━━━━━ Given entries

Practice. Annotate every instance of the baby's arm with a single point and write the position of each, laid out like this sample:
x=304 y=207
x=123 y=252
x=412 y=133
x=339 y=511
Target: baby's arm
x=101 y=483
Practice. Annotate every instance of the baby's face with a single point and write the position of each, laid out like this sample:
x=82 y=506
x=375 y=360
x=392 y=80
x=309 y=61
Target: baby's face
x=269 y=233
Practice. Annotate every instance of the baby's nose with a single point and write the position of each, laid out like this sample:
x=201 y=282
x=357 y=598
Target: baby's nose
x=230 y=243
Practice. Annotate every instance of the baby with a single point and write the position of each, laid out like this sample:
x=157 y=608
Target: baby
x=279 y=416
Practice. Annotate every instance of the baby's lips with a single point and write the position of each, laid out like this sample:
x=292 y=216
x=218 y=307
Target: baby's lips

━━━━━━━━━━

[What the exercise asks]
Across all the records above, how many lines hold the word "Practice"? Answer with only that number.

[Exercise output]
5